(Work order): Return the full listing, character for character.

□ □ □

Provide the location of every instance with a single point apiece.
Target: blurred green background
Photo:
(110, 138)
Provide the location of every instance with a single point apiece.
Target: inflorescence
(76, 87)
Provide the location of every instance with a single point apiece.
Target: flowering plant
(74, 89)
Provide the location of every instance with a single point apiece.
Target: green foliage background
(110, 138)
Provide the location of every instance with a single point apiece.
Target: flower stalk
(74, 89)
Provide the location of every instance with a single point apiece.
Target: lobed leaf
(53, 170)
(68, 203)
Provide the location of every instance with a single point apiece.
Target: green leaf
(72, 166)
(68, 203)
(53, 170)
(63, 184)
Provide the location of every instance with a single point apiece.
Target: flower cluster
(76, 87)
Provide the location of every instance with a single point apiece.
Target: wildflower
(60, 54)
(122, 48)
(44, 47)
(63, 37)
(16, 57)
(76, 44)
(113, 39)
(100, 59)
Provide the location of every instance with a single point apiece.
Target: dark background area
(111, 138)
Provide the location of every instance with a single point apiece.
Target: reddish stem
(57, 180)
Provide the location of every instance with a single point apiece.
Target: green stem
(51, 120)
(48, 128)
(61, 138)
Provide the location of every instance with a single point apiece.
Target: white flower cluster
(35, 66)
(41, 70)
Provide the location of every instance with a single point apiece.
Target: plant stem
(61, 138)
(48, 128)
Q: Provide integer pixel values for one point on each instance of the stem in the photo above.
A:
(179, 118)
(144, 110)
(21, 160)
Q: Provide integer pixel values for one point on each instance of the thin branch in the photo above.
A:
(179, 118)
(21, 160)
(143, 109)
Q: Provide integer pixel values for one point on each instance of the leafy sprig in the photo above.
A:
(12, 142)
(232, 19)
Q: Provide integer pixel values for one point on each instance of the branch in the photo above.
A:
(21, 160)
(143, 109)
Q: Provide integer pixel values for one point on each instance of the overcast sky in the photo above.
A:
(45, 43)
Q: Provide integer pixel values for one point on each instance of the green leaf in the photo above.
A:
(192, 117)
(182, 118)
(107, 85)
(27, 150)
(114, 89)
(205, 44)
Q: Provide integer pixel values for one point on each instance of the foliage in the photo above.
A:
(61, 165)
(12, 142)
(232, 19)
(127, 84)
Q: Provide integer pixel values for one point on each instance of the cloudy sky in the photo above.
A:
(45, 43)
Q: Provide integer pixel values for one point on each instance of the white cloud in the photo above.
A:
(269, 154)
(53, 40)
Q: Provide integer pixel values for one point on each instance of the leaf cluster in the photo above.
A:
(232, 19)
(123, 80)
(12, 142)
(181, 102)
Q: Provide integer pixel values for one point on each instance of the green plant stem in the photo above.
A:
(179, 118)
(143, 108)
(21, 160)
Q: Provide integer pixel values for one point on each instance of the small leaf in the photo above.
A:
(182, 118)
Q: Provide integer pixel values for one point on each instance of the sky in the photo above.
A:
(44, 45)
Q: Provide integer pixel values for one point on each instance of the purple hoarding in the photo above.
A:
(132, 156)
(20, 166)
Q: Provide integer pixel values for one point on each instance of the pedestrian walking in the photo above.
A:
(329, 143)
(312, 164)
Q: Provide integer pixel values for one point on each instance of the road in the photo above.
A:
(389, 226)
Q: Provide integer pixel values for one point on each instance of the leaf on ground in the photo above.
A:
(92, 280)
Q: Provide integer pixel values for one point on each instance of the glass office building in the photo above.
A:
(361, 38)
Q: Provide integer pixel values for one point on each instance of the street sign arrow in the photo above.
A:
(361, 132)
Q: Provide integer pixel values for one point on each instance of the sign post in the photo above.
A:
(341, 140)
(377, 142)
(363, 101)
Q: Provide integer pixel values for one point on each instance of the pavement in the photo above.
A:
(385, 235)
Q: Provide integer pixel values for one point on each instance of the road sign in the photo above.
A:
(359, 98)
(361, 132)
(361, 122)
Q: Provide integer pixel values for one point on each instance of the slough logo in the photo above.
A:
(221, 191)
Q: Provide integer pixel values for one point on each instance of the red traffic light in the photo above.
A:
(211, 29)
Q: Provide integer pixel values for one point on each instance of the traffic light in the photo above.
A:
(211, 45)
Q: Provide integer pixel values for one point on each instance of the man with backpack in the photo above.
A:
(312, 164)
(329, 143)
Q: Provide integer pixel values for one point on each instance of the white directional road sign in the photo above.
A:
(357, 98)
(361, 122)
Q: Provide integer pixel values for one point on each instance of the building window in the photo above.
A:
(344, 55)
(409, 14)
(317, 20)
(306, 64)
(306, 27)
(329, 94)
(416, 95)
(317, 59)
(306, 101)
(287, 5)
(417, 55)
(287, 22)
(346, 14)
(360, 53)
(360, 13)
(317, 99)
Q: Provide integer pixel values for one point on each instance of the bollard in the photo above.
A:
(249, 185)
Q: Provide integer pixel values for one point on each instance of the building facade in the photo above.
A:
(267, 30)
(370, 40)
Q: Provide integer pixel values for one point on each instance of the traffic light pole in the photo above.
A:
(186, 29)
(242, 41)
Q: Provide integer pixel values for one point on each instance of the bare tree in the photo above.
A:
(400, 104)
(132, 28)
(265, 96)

□ □ □

(Worked solution):
Provide the location of every instance with a single point apiece.
Target: blurred green background
Photo:
(110, 138)
Provide the location of every instance with a single point apiece.
Target: inflorescence
(76, 87)
Provide the location of every instance with a single point apiece.
Target: flowering plant
(74, 89)
Provide the location of every instance with a single point apiece.
Target: green foliage background
(110, 138)
Provide the location of every instance with a single point apiece.
Target: flower stalk
(74, 89)
Provide the location of every instance with a single point apiece.
Target: lobed leaf
(53, 170)
(68, 203)
Provide the location of every instance with a single point apiece.
Target: green leaf
(72, 166)
(68, 203)
(53, 170)
(63, 184)
Provide the location of every instance with a single point apiece.
Target: flower cluster
(76, 87)
Provide the location of every instance with a single point apiece.
Target: wildflower
(60, 54)
(122, 48)
(44, 47)
(63, 37)
(16, 57)
(76, 44)
(113, 39)
(100, 59)
Provide the location of every instance with a single point apiece.
Target: dark background area
(111, 138)
Provide the location of every instance with a single point apiece.
Target: reddish stem
(57, 180)
Provide the location of every instance with a single point apiece.
Target: green stem
(51, 120)
(48, 128)
(61, 138)
Provide the location of every instance with a single point apiece.
Target: white flower cluster
(35, 66)
(41, 70)
Provide the location of every instance with a single point apiece.
Target: plant stem
(61, 138)
(48, 128)
Q: Provide integer pixel values for one point on each instance of the stem in the photo above.
A:
(179, 118)
(144, 110)
(21, 160)
Q: Provide integer pixel values for one point on each instance of the thin branch in the photo above.
A:
(179, 118)
(21, 160)
(143, 109)
Q: Provide integer pixel values for one point on each instance of the leafy sprig in the photo above.
A:
(12, 142)
(232, 19)
Q: Provide integer pixel values for one point on each instance of the branch in the photo above.
A:
(21, 160)
(143, 109)
Q: Provide integer pixel values for one point on each instance of the overcast sky in the photo above.
A:
(45, 43)
Q: Provide integer pixel values for one point on each instance of the green leaf in the photo above.
A:
(192, 117)
(182, 118)
(107, 85)
(27, 150)
(114, 89)
(205, 44)
Q: Provide integer pixel values for one point on each instance of the foliage in the photo above.
A:
(61, 165)
(12, 142)
(232, 19)
(127, 84)
Q: Provide integer pixel values for one point on each instance of the cloudy sky in the photo above.
A:
(45, 43)
Q: Provide integer pixel values for one point on each instance of the white cloud in the photo above.
A:
(269, 154)
(53, 40)
Q: Provide integer pixel values for one point on each instance of the leaf cluster in the photo above.
A:
(232, 19)
(123, 80)
(12, 142)
(181, 102)
Q: Provide integer pixel values for one point on each instance of the green plant stem in the photo above.
A:
(179, 118)
(143, 108)
(21, 160)
Q: Provide integer pixel values for one point on each instance of the small leaf in the photo above.
A:
(182, 118)
Q: Provide integer pixel values for one point on each instance of the sky in the photo above.
A:
(44, 45)
Q: Provide integer pixel values for one point on each instance of the purple hoarding in the photo above.
A:
(132, 156)
(20, 166)
Q: Provide integer pixel values for one point on each instance of the pedestrian walking in the photo above.
A:
(329, 143)
(312, 164)
Q: Provide integer pixel values for one point on each instance of the road in the photo above.
A:
(389, 226)
Q: Provide integer pixel values for one point on each instance of the leaf on ground in the photo above.
A:
(92, 280)
Q: Provide integer pixel values for one point on each instance of the glass office building in the photo above.
A:
(361, 38)
Q: Provide integer pixel values for one point on each instance of the street sign arrow in the photo above.
A:
(361, 132)
Q: Provide integer pixel values for one point on each instance of the sign post in the photo above.
A:
(341, 140)
(377, 142)
(363, 101)
Q: Provide integer pixel values for one point on each instance of the pavement in the photo above.
A:
(385, 235)
Q: Provide integer pixel values for one point on each instance of the road sign in the photo above.
A:
(359, 98)
(361, 132)
(361, 122)
Q: Provide integer pixel values for one point on each instance of the slough logo in the photo above.
A:
(221, 191)
Q: Provide integer pixel values for one point on each instance of the red traffic light in the photo above.
A:
(211, 29)
Q: Provide integer pixel values for one point on each instance of the traffic light in the photo above.
A:
(211, 45)
Q: Provide integer pixel values for one point on each instance of the man with backpack in the photo above.
A:
(312, 164)
(329, 143)
Q: Provide integer pixel values for one point on each instance of the white directional road sign in the photo above.
A:
(357, 98)
(361, 122)
Q: Provide integer pixel values for one point on each instance of the building window in the photo above.
A:
(344, 55)
(409, 14)
(317, 20)
(306, 64)
(306, 27)
(329, 94)
(416, 95)
(317, 59)
(306, 101)
(287, 5)
(417, 55)
(287, 22)
(346, 14)
(360, 53)
(360, 13)
(317, 99)
Q: Provide integer pixel values for one point on each instance of the bollard in the photo above.
A:
(249, 185)
Q: Provide integer pixel values for one point on each instance of the building facade in the photo above.
A:
(267, 30)
(370, 40)
Q: Provide integer pixel values for one point on each instance of the traffic light pole in the photo above.
A:
(186, 29)
(242, 41)
Q: Provide integer pixel values for one point on each instance of the bare tree in the photo above.
A:
(400, 104)
(132, 28)
(265, 96)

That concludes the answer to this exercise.